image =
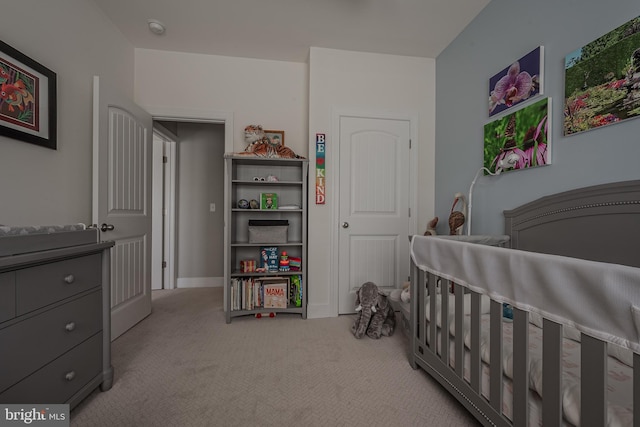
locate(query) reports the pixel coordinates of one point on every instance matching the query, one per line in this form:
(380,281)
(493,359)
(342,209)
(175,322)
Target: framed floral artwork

# [WHAT YOU NEED TO DO]
All of the listing is to be written out exactly, with the pictures left out.

# [RESPONSE BELOW]
image =
locate(query) reports the pixel coordinates of one point on every instance matching the query, one per line in this form:
(380,281)
(493,359)
(342,209)
(175,322)
Target: framed floral artwork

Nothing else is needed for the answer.